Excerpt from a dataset
○ ○ ○ ○ ○ ○ ○

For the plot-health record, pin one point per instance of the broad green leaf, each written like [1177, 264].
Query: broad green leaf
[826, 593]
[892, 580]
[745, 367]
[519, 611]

○ ○ ○ ○ ○ ○ ○

▸ TO DO: Please reproduce every line of the items above, requests included, and multiply each point coordinate in the answers by 1.8, rounding to the nearest whole number with halves going up. Leave all numbers in the requests as they are.

▸ RESPONSE TO THE EXERCISE:
For the plot-health record, pin one point per instance of the broad green leaf, each written like [1177, 264].
Query: broad green leaf
[1487, 1067]
[1606, 1044]
[1341, 661]
[934, 1100]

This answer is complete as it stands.